On Thursday 30 January 2003 03:41 am, Juhapekka Tolvanen wrote:
> It seems, that some licences require, that modified versions of original
> work must have new name. For example Design Science Licence is like
> that
> But what constitutes "new name"?
> If I release some poem called "Ode to Buffer Overflow" under DSL, and
> some guy called Joe "Random" Poet creates modified version of it, which
> of these names would be acceptable for that modified version?:
> - Ode to Buffer Overflow (Joe "Random" Poet Remix)
> - Ode to Buffer Overflow (version 1.0-Random-1.0)
> - Ode to Buffer Overflow revisited by Random

The important point is to correctly identify a modified version as a distinct 
work.  If you want changes to be folded into the original work, you should 
submit them to the author or get their permission.  Otherwise, you need to
release under a name which is sufficiently different so as to not confuse
potential readers/viewers/users that it is the original author's work.

The "social engineering" of this, is that DSL-type licenses want to have 
fewer, more complete releases. That's not good for every sort of work, of 
course, but it makes sense for novels or movies, for example.  If I'm reading
a novel, I want to know *who wrote it* and *what the author's voice is*. 
I don't want to accidentally read some "fixed" version, unless I know for
certain that's what it is.

Think about the "sanitized" versions of *Mother Goose* that became popular a 
few years back.  Sure, cutting off the mice's tails ("three blind mice") was 
gruesome, but if you're going to change it to protect sensitive little 
imaginations, you should call it "New Mother Goose" or something, and not 
bill it as the original.[1]

This is a defense of the author's "moral rights" in places where there is no
legally defined moral right in a work (which includes the USA, for example -- 
in fact it is only in the EU that I have heard of "moral rights" being 
defined).

The DSL doesn't "prevent" "perversions" of the original work, but it can 
insist that they are not labeled the same as the original, which could damage 
the original author's reputation.

This is (IMHO) only sensible for creative content works which might carry 
some significant political or emotional impact.  (I can think of edge cases 
for software, but in the main, programs are very objective, and there's 
little reason to demand such protection).  I think if we could think of a
legal way to define it, we'd specify that such name changes were only
important for "content" changes and not "structure" or "formatting" changes.  
(e.g. changing a fullscreen movie to letterbox format shouldn't force the 
change).  Unfortunately, that's way too fuzzy to put into a license, since
opinions of what is and is not content are very subjective.

Anyway, the reason I'm rehashing the reasoning is that it ought to be 
reasonably clear from this purpose what needs to happen with a name change.  
I think putting a subtitle in parentheses or adding a prefix is fine:

Ode to Buffer Overflow (revisited)
New Ode to Buffer Overflow
Ode to Buffer Overflow ('03 remix)

* **RECORD SET**
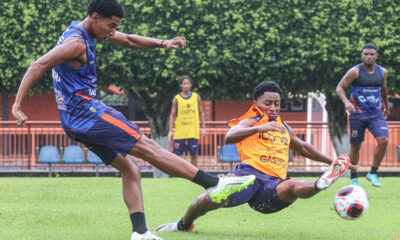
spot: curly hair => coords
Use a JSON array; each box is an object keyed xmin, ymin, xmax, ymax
[
  {"xmin": 88, "ymin": 0, "xmax": 125, "ymax": 18},
  {"xmin": 361, "ymin": 43, "xmax": 378, "ymax": 52},
  {"xmin": 253, "ymin": 81, "xmax": 283, "ymax": 100}
]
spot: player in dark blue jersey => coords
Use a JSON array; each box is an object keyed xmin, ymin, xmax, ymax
[
  {"xmin": 12, "ymin": 0, "xmax": 255, "ymax": 239},
  {"xmin": 336, "ymin": 43, "xmax": 389, "ymax": 187}
]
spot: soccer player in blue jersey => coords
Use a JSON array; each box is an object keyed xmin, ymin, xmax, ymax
[
  {"xmin": 12, "ymin": 0, "xmax": 255, "ymax": 239},
  {"xmin": 336, "ymin": 43, "xmax": 389, "ymax": 187}
]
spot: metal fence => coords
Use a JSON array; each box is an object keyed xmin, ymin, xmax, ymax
[{"xmin": 0, "ymin": 121, "xmax": 400, "ymax": 171}]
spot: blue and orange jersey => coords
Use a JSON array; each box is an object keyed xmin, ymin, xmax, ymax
[
  {"xmin": 350, "ymin": 64, "xmax": 384, "ymax": 113},
  {"xmin": 52, "ymin": 21, "xmax": 106, "ymax": 134},
  {"xmin": 228, "ymin": 104, "xmax": 290, "ymax": 179},
  {"xmin": 174, "ymin": 92, "xmax": 200, "ymax": 139}
]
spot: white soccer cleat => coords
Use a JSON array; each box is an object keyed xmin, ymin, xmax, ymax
[
  {"xmin": 131, "ymin": 231, "xmax": 163, "ymax": 240},
  {"xmin": 154, "ymin": 222, "xmax": 194, "ymax": 232},
  {"xmin": 207, "ymin": 175, "xmax": 256, "ymax": 203},
  {"xmin": 316, "ymin": 154, "xmax": 350, "ymax": 190}
]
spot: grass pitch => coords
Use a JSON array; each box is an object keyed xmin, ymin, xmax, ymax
[{"xmin": 0, "ymin": 178, "xmax": 400, "ymax": 240}]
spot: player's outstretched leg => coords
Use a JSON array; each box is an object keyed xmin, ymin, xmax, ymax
[
  {"xmin": 131, "ymin": 231, "xmax": 162, "ymax": 240},
  {"xmin": 207, "ymin": 175, "xmax": 256, "ymax": 203},
  {"xmin": 154, "ymin": 219, "xmax": 194, "ymax": 232},
  {"xmin": 315, "ymin": 154, "xmax": 350, "ymax": 190}
]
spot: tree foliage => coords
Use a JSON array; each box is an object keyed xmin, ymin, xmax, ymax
[{"xmin": 0, "ymin": 0, "xmax": 400, "ymax": 140}]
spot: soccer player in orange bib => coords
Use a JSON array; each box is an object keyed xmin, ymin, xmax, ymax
[{"xmin": 156, "ymin": 82, "xmax": 350, "ymax": 232}]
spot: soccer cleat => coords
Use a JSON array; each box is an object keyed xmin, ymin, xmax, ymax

* **TO-DO LIST**
1) In the reply on renaming modified works, where is the only place the writer has heard of "moral rights" being defined?
2) Please print the stretch of the reply on renaming modified works from "The important point" through "author's voice is*.".

* **RESPONSES PER TASK**
1) The EU.

2)
The important point is to correctly identify a modified version as a distinct 
work.  If you want changes to be folded into the original work, you should 
submit them to the author or get their permission.  Otherwise, you need to
release under a name which is sufficiently different so as to not confuse
potential readers/viewers/users that it is the original author's work.

The "social engineering" of this, is that DSL-type licenses want to have 
fewer, more complete releases. That's not good for every sort of work, of 
course, but it makes sense for novels or movies, for example.  If I'm reading
a novel, I want to know *who wrote it* and *what the author's voice is*.